Referring expression data:
####

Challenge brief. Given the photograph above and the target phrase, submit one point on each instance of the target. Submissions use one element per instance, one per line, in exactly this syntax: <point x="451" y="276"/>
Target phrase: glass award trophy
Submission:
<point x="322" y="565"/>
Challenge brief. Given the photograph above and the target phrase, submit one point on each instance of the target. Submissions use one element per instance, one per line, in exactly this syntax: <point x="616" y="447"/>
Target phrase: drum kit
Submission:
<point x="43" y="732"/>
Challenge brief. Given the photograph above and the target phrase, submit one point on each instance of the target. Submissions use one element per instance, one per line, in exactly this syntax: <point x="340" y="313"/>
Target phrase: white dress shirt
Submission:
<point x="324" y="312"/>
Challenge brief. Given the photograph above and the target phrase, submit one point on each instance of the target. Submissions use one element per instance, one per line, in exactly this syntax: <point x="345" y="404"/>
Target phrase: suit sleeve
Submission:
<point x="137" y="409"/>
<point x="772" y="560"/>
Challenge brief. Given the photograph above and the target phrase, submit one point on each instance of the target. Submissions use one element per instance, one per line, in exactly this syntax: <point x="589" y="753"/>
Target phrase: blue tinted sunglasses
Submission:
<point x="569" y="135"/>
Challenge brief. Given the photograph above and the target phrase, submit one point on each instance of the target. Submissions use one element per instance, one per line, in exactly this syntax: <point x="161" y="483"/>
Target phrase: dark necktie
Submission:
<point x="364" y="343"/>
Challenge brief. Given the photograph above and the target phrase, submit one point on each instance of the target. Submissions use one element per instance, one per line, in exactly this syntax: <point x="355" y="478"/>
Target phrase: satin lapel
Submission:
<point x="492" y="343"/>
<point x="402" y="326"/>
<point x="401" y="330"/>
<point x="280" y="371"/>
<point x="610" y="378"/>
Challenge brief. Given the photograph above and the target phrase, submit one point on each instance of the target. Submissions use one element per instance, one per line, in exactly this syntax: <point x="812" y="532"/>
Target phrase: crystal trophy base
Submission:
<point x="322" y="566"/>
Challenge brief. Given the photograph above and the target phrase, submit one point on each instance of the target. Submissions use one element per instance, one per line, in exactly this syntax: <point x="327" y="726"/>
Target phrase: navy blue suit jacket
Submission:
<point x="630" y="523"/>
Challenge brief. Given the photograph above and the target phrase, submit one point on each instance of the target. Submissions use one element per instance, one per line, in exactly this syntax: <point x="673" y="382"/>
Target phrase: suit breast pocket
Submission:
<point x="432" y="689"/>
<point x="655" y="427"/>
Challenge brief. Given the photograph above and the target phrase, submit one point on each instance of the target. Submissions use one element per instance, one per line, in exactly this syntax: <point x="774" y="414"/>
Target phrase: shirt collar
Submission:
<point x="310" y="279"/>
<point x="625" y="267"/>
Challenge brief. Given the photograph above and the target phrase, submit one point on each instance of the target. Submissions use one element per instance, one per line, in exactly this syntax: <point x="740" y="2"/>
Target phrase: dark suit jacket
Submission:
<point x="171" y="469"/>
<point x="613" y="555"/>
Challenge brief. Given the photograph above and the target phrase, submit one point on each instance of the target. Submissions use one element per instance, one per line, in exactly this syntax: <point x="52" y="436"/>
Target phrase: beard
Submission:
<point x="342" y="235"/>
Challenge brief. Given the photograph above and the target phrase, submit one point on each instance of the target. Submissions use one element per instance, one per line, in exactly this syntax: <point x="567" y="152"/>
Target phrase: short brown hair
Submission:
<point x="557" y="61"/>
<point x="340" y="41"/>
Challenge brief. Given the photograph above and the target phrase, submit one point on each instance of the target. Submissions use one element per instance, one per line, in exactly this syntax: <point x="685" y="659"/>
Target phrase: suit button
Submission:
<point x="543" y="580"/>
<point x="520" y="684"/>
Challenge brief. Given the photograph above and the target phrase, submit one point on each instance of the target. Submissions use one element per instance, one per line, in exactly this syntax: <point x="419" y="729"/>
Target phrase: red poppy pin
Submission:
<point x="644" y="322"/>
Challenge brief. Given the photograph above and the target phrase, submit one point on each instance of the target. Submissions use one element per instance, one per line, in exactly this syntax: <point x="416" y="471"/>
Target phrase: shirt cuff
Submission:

####

What needs to be done: Provide all the records again, word for word.

Result below:
Challenge brief. Given the photograph above and the target phrase, submit one point on each instance of the target. Submissions use one element per instance, one per line, in exactly this syntax: <point x="451" y="276"/>
Target phrase: glass award trophy
Submission:
<point x="322" y="565"/>
Challenge brief. Given the photograph above and the target phrase, submit one point on each instance of the target. Submissions use one element per instance, one per line, in exactly this syntax: <point x="616" y="447"/>
Target phrase: drum kit
Submission:
<point x="43" y="732"/>
Challenge brief. Given the photograph above and the target phrase, submit one point on each instance of the target. Submissions use one element per instance, one per line, in exactly this syntax: <point x="340" y="313"/>
Target phrase: white dress shirt
Submission:
<point x="324" y="312"/>
Challenge brief. Given the photograph above and the target phrase, submit one point on each instance of the target. Submissions use one element per instance, one per line, in exactly this syntax: <point x="345" y="404"/>
Target phrase: suit sleeve
Submission:
<point x="137" y="409"/>
<point x="772" y="560"/>
Challenge brief. Given the photograph above and the target phrase, submit one point on each instance of the target. Submissions use one element per instance, one per line, in exactly this syntax: <point x="589" y="753"/>
Target phrase: blue tinted sunglasses
Submission:
<point x="569" y="135"/>
Challenge brief. Given the photograph above and the target phrase, submit one point on each instance of the target. Submissions use one element per instance, one per line, in exactly this syntax: <point x="161" y="483"/>
Target phrase: dark necktie
Submission:
<point x="364" y="343"/>
Challenge brief. Given the photograph above and the target phrase, submit one point on each instance of the target. Submissions use one element per instance, one per line, in exactly this syntax: <point x="355" y="478"/>
Target phrase: satin lapel
Submission:
<point x="492" y="343"/>
<point x="402" y="326"/>
<point x="401" y="330"/>
<point x="280" y="371"/>
<point x="610" y="378"/>
Challenge brief. Given the photograph above and the target phrase, submit one point on each instance of the target. Submissions use one element per instance, one per line, in exactly this syntax: <point x="812" y="532"/>
Target phrase: crystal trophy base
Submission:
<point x="322" y="566"/>
Challenge brief. Given the photograph above and the target phrase, submit one point on each instance of the target. Submissions use one element per instance, one per line, in exactly this syntax: <point x="327" y="726"/>
Target phrase: navy blue suit jacket
Submission:
<point x="630" y="523"/>
Challenge brief. Given the photograph above and the target phrase, submit one point on each instance of the target. Submissions use one element per instance, one per line, in exactly this syntax: <point x="673" y="382"/>
Target phrase: suit breast pocket
Submission:
<point x="432" y="689"/>
<point x="655" y="427"/>
Challenge brief. Given the photograph above and the target phrase, submit one point on each instance of the target. Submissions use one element per instance, one per line, in exactly this syntax: <point x="774" y="414"/>
Target phrase: shirt collar
Submission:
<point x="310" y="279"/>
<point x="625" y="267"/>
Challenge brief. Given the photograph above and the target phrase, submit one point on each instance of the target. Submissions use one element per instance, one per line, in exactly this syntax: <point x="740" y="2"/>
Target phrase: dark suit jacket
Submission:
<point x="171" y="469"/>
<point x="613" y="555"/>
Challenge brief. Given the photograph above and the target phrase, submit one point on each instance of the target. Submissions use one element per instance, one per line, in exactly this syntax: <point x="52" y="436"/>
Target phrase: beard
Submission:
<point x="342" y="235"/>
Challenge brief. Given the photograph above and the target phrase, submit one point on each instance of the target. Submissions use one element per instance, one per line, in exactly this syntax: <point x="567" y="152"/>
Target phrase: short brown hair
Submission:
<point x="557" y="61"/>
<point x="340" y="41"/>
Challenge brief. Given the photograph above and the target phrase, submit one point on each instance of the target. Submissions use one element per instance, one per line, in exactly this syntax: <point x="685" y="659"/>
Target phrase: suit button
Submission:
<point x="543" y="580"/>
<point x="520" y="684"/>
Challenge brief. Given the photograph above and the target phrase, submit one point on each instance of the target. Submissions use one element per instance, one per line, in exactly this syntax: <point x="419" y="729"/>
Target phrase: red poppy pin
Submission:
<point x="644" y="322"/>
Challenge brief. Given the photograph above and the target phrase, submit one point on each instance of the target. Submissions use one element per instance, one per line, in exactly this syntax: <point x="416" y="471"/>
Target phrase: shirt cuff
Submission:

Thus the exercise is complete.